# WHAT YOU WILL DO
Copy only what runs from the line containing "TARGET = penske moving truck" through the end of the material below, line for line, with both ends included.

........

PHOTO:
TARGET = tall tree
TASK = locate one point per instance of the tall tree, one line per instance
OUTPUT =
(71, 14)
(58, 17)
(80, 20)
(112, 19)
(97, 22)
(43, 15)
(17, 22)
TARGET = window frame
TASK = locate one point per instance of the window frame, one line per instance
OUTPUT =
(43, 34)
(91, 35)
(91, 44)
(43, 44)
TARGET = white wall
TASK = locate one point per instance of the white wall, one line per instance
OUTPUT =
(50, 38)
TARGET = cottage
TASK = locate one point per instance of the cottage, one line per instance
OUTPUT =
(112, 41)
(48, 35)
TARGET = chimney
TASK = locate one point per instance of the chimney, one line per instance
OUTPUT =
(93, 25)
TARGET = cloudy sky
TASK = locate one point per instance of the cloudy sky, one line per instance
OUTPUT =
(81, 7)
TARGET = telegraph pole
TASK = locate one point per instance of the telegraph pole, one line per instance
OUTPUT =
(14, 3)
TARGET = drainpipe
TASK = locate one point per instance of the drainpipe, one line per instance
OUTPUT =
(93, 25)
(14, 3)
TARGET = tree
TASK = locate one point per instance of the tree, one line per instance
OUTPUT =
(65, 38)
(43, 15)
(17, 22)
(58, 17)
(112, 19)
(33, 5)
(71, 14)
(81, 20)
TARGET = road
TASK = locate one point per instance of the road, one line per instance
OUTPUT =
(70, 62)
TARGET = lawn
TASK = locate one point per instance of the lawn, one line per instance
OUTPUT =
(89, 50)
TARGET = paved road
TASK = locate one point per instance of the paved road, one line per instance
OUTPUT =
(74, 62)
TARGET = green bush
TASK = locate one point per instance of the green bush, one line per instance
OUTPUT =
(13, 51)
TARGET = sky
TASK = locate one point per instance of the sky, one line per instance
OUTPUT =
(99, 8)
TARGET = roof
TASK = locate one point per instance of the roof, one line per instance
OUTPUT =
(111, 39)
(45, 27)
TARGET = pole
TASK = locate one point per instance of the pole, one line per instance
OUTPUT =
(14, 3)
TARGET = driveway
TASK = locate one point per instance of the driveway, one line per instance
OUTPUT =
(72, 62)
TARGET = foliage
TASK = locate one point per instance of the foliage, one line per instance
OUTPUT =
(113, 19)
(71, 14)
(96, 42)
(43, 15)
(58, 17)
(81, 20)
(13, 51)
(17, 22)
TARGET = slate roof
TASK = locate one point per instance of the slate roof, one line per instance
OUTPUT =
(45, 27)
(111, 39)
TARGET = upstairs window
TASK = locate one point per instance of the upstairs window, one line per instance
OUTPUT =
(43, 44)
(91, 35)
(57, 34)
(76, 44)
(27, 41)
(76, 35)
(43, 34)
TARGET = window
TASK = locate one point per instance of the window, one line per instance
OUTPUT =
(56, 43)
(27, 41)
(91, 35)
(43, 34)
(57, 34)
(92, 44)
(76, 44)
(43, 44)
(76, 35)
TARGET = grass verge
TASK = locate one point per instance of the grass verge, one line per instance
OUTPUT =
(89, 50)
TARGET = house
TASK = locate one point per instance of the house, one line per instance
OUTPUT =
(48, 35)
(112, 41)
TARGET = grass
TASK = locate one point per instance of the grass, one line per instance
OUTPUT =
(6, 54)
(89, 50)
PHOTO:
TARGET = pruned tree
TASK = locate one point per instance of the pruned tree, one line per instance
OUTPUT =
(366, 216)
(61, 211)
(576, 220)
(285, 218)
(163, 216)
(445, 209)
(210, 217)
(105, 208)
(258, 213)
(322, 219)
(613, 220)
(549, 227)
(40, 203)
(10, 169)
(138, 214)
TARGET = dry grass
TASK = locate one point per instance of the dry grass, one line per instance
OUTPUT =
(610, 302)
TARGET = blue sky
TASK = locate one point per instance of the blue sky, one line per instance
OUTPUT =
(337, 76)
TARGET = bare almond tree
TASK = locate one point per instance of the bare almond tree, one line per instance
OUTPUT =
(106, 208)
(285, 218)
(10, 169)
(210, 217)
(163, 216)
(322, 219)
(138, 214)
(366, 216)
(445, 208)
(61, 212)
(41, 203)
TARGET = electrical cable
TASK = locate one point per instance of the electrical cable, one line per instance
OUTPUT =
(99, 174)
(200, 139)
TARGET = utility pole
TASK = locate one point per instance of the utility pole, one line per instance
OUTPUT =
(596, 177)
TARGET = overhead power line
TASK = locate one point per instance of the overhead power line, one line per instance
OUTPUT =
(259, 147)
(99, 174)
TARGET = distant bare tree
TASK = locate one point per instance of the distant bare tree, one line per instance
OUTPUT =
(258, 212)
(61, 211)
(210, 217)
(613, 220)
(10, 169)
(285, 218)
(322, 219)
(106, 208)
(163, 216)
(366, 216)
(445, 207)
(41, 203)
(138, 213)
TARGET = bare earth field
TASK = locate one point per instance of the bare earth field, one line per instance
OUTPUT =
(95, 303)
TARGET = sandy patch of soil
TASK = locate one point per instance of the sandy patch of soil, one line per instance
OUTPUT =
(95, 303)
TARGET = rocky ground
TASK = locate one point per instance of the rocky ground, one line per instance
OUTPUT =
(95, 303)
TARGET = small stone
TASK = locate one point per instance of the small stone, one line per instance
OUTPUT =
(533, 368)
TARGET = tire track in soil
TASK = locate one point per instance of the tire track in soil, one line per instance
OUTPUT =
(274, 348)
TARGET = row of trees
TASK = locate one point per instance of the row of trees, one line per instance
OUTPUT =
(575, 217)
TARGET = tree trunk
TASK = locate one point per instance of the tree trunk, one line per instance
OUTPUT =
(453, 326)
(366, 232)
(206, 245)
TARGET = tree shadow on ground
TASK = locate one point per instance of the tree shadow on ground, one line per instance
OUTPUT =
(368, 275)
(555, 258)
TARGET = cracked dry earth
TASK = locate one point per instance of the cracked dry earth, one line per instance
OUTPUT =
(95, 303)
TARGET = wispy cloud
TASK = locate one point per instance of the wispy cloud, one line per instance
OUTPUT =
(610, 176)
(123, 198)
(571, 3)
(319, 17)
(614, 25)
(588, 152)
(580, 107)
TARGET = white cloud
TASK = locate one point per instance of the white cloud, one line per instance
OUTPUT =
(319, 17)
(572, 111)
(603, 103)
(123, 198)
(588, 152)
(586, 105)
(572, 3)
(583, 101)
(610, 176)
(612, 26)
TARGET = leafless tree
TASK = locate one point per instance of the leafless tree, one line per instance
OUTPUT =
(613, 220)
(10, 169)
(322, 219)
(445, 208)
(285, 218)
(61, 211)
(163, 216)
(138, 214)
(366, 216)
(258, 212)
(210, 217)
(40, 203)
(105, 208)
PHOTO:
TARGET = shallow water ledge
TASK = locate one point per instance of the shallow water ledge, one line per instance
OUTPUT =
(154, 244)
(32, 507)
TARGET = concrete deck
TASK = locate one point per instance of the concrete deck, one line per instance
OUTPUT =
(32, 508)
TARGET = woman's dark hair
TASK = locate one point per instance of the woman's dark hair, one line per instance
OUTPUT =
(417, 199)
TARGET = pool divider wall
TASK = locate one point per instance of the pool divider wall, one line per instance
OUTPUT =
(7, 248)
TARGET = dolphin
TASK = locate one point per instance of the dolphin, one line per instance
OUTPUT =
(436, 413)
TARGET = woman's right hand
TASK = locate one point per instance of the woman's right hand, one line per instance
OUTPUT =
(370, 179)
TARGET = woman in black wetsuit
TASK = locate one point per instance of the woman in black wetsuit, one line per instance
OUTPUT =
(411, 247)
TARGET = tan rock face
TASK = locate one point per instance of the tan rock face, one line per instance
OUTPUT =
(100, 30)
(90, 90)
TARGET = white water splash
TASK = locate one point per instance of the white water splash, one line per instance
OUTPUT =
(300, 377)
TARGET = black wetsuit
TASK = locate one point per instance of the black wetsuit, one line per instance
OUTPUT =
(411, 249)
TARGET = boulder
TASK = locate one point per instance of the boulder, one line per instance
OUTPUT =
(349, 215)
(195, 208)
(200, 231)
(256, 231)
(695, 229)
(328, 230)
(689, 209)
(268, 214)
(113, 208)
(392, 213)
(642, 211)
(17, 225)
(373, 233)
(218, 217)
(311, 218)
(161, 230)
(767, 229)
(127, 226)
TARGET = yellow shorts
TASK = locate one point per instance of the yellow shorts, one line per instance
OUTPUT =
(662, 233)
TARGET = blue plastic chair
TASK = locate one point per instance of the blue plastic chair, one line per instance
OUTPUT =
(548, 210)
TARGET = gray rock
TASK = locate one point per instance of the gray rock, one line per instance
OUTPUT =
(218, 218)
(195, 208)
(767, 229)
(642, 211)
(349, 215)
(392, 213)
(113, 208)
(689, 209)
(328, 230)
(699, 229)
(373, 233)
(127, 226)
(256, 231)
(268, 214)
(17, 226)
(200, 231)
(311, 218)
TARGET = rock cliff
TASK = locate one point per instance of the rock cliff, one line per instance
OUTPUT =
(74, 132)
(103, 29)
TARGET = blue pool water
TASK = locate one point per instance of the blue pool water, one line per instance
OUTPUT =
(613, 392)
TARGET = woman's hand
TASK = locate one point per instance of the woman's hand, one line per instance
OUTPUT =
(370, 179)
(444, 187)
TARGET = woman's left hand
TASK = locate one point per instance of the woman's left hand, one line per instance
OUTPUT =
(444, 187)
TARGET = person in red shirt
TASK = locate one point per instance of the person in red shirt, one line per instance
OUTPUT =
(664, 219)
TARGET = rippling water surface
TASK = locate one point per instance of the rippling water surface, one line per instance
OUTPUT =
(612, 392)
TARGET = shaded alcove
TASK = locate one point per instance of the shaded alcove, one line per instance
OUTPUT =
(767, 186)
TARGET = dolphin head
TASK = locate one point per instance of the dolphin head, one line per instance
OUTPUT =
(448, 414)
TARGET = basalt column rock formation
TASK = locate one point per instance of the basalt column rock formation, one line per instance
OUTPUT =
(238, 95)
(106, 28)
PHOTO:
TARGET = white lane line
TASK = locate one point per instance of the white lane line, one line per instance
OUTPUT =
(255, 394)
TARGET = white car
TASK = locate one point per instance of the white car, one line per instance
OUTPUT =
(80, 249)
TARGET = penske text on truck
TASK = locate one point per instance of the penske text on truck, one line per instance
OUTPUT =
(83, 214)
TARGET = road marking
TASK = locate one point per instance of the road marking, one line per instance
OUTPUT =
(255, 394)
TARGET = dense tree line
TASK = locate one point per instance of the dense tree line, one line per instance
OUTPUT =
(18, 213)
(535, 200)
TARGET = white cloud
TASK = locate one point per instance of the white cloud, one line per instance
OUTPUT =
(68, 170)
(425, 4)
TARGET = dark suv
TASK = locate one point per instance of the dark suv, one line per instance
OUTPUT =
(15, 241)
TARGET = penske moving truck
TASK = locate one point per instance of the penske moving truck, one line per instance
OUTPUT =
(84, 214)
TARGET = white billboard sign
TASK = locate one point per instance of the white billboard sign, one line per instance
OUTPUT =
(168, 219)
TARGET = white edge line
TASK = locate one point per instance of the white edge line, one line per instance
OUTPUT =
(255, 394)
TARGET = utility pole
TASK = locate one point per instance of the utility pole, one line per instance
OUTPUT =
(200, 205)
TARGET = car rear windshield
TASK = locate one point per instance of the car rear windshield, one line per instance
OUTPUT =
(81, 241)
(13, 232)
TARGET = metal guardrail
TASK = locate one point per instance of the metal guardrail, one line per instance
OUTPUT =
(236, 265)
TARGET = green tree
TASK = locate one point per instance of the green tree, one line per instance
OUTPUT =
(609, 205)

........

# EXERCISE ANSWER
TARGET = penske moving truck
TASK = locate one point per instance of the penske moving truck, one line per instance
OUTPUT =
(84, 214)
TARGET = white billboard sign
TASK = locate one point per instance of the white billboard sign, one line per instance
OUTPUT =
(168, 219)
TARGET = white edge line
TASK = locate one point per instance of the white edge line, one line per instance
OUTPUT =
(255, 394)
TARGET = utility pole
TASK = locate one point per instance of the utility pole, one line per instance
OUTPUT =
(200, 205)
TARGET = car rear windshield
TASK = locate one point per instance of the car rear windshield, one line per instance
OUTPUT =
(81, 241)
(13, 232)
TARGET = metal guardrail
TASK = locate one point per instance of the metal guardrail, one line per instance
OUTPUT =
(236, 265)
TARGET = green tree
TASK = locate one point per instance of the green tree, one line per instance
OUTPUT =
(609, 205)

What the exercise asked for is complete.